---------- Data

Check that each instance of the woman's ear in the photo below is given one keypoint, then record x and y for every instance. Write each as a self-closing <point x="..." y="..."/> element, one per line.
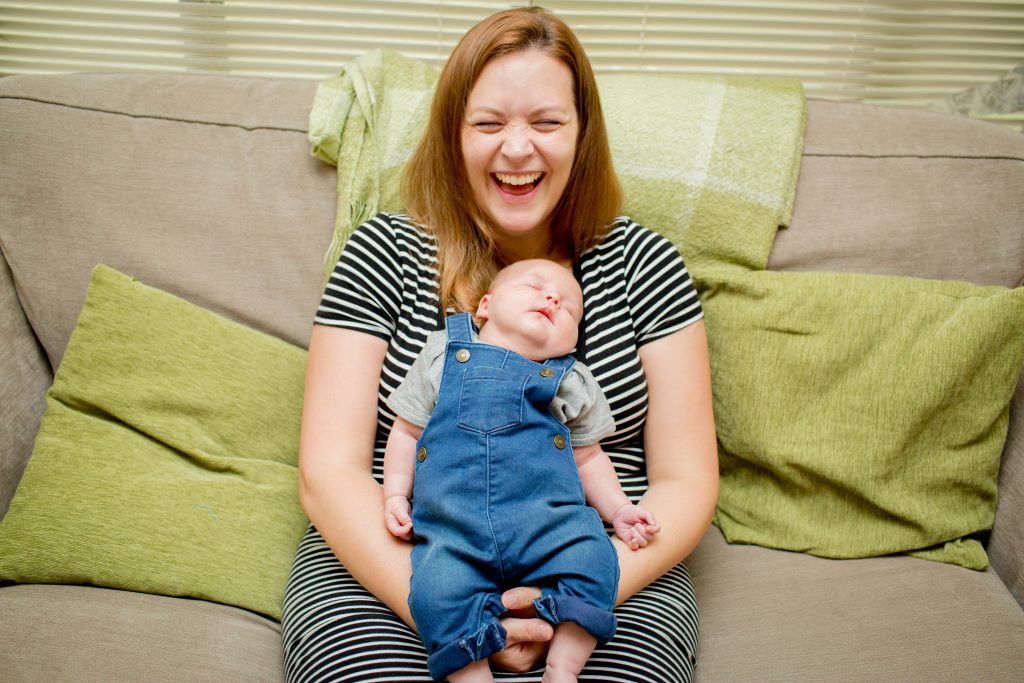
<point x="482" y="307"/>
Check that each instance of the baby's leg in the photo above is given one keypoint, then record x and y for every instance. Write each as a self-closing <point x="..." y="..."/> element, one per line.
<point x="569" y="650"/>
<point x="477" y="672"/>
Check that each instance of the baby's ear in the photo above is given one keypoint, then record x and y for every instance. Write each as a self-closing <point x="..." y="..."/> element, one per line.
<point x="482" y="307"/>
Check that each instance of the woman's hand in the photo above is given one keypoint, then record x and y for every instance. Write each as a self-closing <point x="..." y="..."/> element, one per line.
<point x="527" y="636"/>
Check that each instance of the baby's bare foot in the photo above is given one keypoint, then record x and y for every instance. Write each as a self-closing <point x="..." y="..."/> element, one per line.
<point x="553" y="674"/>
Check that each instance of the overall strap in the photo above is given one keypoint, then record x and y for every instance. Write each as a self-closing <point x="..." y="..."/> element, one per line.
<point x="563" y="363"/>
<point x="460" y="327"/>
<point x="581" y="350"/>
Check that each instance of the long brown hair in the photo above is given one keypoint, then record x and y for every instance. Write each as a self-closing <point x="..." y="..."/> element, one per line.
<point x="436" y="190"/>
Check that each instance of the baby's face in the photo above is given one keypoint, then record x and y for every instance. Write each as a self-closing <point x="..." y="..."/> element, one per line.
<point x="534" y="308"/>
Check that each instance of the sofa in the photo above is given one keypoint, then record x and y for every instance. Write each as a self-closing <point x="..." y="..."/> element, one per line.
<point x="203" y="186"/>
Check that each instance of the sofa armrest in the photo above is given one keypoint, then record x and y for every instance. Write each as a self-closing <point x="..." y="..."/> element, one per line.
<point x="25" y="377"/>
<point x="1006" y="548"/>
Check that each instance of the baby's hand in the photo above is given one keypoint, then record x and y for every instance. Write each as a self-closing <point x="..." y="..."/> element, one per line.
<point x="397" y="518"/>
<point x="635" y="525"/>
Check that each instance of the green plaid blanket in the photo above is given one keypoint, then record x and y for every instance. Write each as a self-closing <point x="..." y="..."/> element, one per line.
<point x="710" y="162"/>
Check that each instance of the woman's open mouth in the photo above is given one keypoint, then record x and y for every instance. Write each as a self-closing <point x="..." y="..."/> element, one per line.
<point x="517" y="184"/>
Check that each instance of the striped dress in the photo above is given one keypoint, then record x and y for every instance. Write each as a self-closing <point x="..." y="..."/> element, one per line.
<point x="636" y="290"/>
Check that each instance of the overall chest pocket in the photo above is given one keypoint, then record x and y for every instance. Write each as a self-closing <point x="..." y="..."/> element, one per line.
<point x="491" y="399"/>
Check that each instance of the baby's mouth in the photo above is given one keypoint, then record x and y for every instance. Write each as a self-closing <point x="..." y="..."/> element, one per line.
<point x="517" y="183"/>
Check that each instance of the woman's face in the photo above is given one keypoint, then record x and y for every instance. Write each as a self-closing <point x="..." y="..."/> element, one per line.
<point x="518" y="142"/>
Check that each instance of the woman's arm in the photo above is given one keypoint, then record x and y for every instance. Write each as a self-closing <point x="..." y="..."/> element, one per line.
<point x="336" y="484"/>
<point x="681" y="455"/>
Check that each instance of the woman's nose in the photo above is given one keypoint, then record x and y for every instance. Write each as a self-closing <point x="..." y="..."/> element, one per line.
<point x="518" y="143"/>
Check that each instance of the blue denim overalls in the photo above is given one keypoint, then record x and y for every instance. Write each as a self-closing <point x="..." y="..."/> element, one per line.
<point x="498" y="504"/>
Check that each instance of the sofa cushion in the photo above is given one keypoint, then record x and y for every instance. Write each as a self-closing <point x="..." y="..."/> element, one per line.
<point x="202" y="185"/>
<point x="896" y="191"/>
<point x="861" y="415"/>
<point x="166" y="461"/>
<point x="771" y="615"/>
<point x="85" y="634"/>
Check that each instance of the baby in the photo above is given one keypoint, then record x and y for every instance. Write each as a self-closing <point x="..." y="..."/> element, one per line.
<point x="494" y="463"/>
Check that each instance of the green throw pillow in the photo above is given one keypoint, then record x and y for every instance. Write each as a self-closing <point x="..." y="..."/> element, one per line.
<point x="861" y="415"/>
<point x="166" y="460"/>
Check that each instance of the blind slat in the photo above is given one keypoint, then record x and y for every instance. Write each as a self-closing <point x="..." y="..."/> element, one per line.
<point x="897" y="52"/>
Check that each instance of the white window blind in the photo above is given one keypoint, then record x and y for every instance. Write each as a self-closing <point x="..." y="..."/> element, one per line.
<point x="907" y="53"/>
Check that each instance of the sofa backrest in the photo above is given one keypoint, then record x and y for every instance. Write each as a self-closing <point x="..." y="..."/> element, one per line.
<point x="204" y="186"/>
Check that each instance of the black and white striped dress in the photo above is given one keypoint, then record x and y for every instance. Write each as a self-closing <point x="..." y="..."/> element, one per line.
<point x="636" y="289"/>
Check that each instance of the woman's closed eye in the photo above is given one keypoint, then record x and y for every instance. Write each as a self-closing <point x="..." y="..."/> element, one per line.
<point x="487" y="126"/>
<point x="546" y="126"/>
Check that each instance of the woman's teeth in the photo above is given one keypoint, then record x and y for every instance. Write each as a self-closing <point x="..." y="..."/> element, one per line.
<point x="517" y="179"/>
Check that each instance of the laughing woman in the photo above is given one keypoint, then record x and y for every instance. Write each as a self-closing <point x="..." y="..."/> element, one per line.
<point x="514" y="165"/>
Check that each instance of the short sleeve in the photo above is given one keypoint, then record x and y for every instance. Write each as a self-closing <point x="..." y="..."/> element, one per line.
<point x="581" y="404"/>
<point x="416" y="397"/>
<point x="662" y="295"/>
<point x="364" y="292"/>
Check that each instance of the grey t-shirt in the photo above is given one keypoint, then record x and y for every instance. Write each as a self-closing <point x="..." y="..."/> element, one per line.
<point x="580" y="403"/>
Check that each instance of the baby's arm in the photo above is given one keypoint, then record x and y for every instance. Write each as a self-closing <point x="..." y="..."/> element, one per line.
<point x="632" y="523"/>
<point x="399" y="472"/>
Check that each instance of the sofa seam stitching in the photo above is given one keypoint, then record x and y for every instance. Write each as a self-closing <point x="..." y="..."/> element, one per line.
<point x="967" y="157"/>
<point x="156" y="117"/>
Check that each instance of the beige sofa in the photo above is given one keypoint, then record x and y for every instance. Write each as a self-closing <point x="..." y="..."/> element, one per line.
<point x="204" y="186"/>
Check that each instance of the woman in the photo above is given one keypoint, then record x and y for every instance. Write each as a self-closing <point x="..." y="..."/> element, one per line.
<point x="514" y="165"/>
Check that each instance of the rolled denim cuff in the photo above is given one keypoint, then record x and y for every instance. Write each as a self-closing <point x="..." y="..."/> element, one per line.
<point x="557" y="608"/>
<point x="462" y="652"/>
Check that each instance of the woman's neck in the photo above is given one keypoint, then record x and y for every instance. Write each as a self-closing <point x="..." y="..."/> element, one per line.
<point x="528" y="247"/>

--------------------

About this task |
A verbatim copy of every entry is wanted; the pictures stay out of it.

Answer space |
Check that each instance of the woman's ear in the photo below is given one keypoint, then record x and y for every instance. Write each as a self-closing <point x="..." y="..."/> element, one per line.
<point x="482" y="307"/>
Check that each instance of the baby's leg in the photo above is given one keypoint, then record x and y for every instance. Write each as a self-closing <point x="..." y="..."/> element, one per line.
<point x="569" y="650"/>
<point x="477" y="672"/>
Check that each instance of the baby's ear in the photo above is given one keypoint, then record x and y for every instance. Write each as a self-closing <point x="..." y="..."/> element, one per line.
<point x="482" y="307"/>
Check that each instance of the woman's hand in the photo above is given one keypoint, then record x and y for every instance. Write each as a self-closing <point x="..." y="..."/> element, one per line.
<point x="527" y="636"/>
Check that each instance of the baby's bare foot in the photo above is given one keypoint, then record x and y for every instance. Write each as a self-closing <point x="..." y="..."/> element, one per line.
<point x="553" y="674"/>
Check that each instance of the overall strap in the photo above is given one keypoint, then record x and y for every instance. Write each as a self-closing <point x="..." y="..."/> element, one per line.
<point x="563" y="363"/>
<point x="460" y="327"/>
<point x="581" y="350"/>
Check that each instance of the long brown hair in the photo above is given one keypoint, then record x and y for every instance. Write each as a self-closing <point x="..." y="..."/> element, one per line.
<point x="436" y="190"/>
Check that each instance of the baby's face in the photo above is given one keypoint, then record x and y for every instance. Write each as a self-closing <point x="..." y="..."/> element, one per line.
<point x="534" y="308"/>
Check that each instance of the sofa in the photo above is given one keypoint, then record x and y for every instance. Write each as a self-closing <point x="..." y="..."/> element, one per line.
<point x="203" y="186"/>
Check that each instance of the sofa armrest in the photo above is given one keypoint, then record x and y for every instance. Write each as a self-closing <point x="..." y="..."/> element, one per line.
<point x="25" y="377"/>
<point x="1006" y="548"/>
Check that each instance of the baby's hand in the photo above is given one keypoint, then record x and y for every instance. Write each as a self-closing <point x="..." y="..."/> element, one per line.
<point x="397" y="518"/>
<point x="635" y="525"/>
Check that each instance of the green plaid blanket in the photo above is given one keypoint, then record x and y for every instance. Write each as a self-closing <point x="..." y="..."/> element, one per line.
<point x="710" y="162"/>
Check that each instance of the woman's open mouth in the photo above is given one keypoint, then record x and y for every instance. Write each as a self-closing <point x="..." y="..."/> element, one per line.
<point x="517" y="184"/>
Check that each instance of the striped dress in the photo above is given one keypoint, then record x and y for every instance. Write each as a self-closing <point x="..." y="..."/> element, one per line.
<point x="636" y="290"/>
Check that each instance of the overall chest pocket in the photo above is given one keypoint, then record x and y for every instance. Write each as a self-closing <point x="..." y="..."/> element, one per line.
<point x="491" y="399"/>
Check that each instance of the baby's mouth in the photo above is given one keypoint, then record x and y for every instance. Write each as a self-closing <point x="..." y="..."/> element, one per line.
<point x="517" y="183"/>
Check that each instance of the woman's face in the photo above is given one keypoint, then record x and y for every instance. Write each as a self-closing <point x="..." y="..."/> element, one per line.
<point x="518" y="142"/>
Check that each instance of the woman's arm in the photo above is given one keypoint, then record x and y for every instance. Write each as a self-closing <point x="..." y="..."/> element, one per line.
<point x="336" y="484"/>
<point x="681" y="455"/>
Check that each instance of the woman's nose in the photo above is given one keypoint, then record x and y for every instance. Write each as a self-closing <point x="..." y="..."/> element, one per line.
<point x="518" y="143"/>
Check that each instance of the blue denim overalls in the photo above is given one keypoint, then record x and y for every instance. Write each as a self-closing <point x="..." y="..."/> element, one per line.
<point x="498" y="504"/>
Check that each instance of the sofa cushion in the photo above is given one keypoint, then record x and y for every instance. Write each as a self-closing <point x="..." y="..."/> element, one per line.
<point x="202" y="185"/>
<point x="896" y="191"/>
<point x="861" y="415"/>
<point x="166" y="461"/>
<point x="771" y="615"/>
<point x="85" y="634"/>
Check that each instance of the baby in the photo above is given one keypoint, then record x and y for every instance. Write each as a self-closing <point x="..." y="..."/> element, one per line.
<point x="494" y="463"/>
Check that each instance of the green throw pillow in the photo above is given one keypoint, then record x and y for every instance. Write each as a self-closing <point x="..." y="..."/> element, one per line.
<point x="861" y="415"/>
<point x="166" y="460"/>
Check that each instance of the blind slat in the photo above is given one keypoint, then record x and y for every instance. Write each as a self-closing <point x="..." y="..."/> element, one per line.
<point x="897" y="52"/>
Check that each instance of the white window blind in the photo above is given one keypoint, then record x and y for every instance. Write each as a self-closing <point x="..." y="..."/> element, one per line.
<point x="907" y="53"/>
Check that each instance of the sofa backrest in the photo above is given one keypoint, then record x and y for every instance. Write each as a self-closing <point x="..." y="..."/> element, one per line.
<point x="204" y="186"/>
Check that each instance of the black and white striped dress in the photo above is given one keypoint, then record x and y for every instance. Write each as a self-closing <point x="..." y="..."/> element, one per line.
<point x="636" y="289"/>
Check that each instance of the woman's closed eye in the photo above is given one keypoint, then record x and y for every instance. Write each as a self-closing <point x="..." y="..."/> element, one per line.
<point x="487" y="126"/>
<point x="546" y="126"/>
Check that each instance of the woman's teeth in the photo above is given one keypoint, then record x and y for every instance. Write each as a self-closing <point x="..." y="..."/> element, one per line.
<point x="517" y="179"/>
Check that each instance of the laughing woman in the photo above is given one keypoint, then record x and y for every instance. Write each as a self-closing <point x="..." y="..."/> element, one per line.
<point x="514" y="165"/>
Check that each instance of the short sleeve in the photo above is given one keypoint, then record x and y for every instance. Write each as a self-closing <point x="..." y="..."/> element, one per line.
<point x="581" y="404"/>
<point x="416" y="397"/>
<point x="662" y="295"/>
<point x="364" y="292"/>
Check that each instance of the grey t-shirt in the photo above is given one keypoint, then record x and y for every instance. Write each as a self-closing <point x="..." y="..."/> element, one per line.
<point x="580" y="403"/>
Check that each instance of the baby's arm in the photo above is given one keypoint, then record x and y for every instance. Write each as a self-closing <point x="..." y="..."/> element, one per line.
<point x="632" y="523"/>
<point x="399" y="472"/>
Check that each instance of the sofa seam stitching in the photo above is given one keypoint, then record x and y for every instance. Write each as a self-closing <point x="..." y="..."/> element, one per line.
<point x="967" y="157"/>
<point x="156" y="117"/>
Check that each instance of the beige sofa in the photo above is given one keypoint, then record x and y for every instance. Write each as a self-closing <point x="..." y="..."/> element, one per line.
<point x="204" y="186"/>
Check that each instance of the woman in the photo above is given one keypoint, then record x and y for every instance. Write each as a self-closing <point x="..." y="..."/> element, one per line.
<point x="514" y="165"/>
Check that each instance of the rolled denim cuff in the photo above is given one keypoint, then record x and y for every instance. Write each as a self-closing <point x="..." y="..."/> element, one per line.
<point x="557" y="608"/>
<point x="462" y="652"/>
Check that each instance of the woman's neck in the photo above is given one keypoint, then record x and y for every instance. Write each as a self-closing <point x="..." y="..."/> element, one per line.
<point x="528" y="247"/>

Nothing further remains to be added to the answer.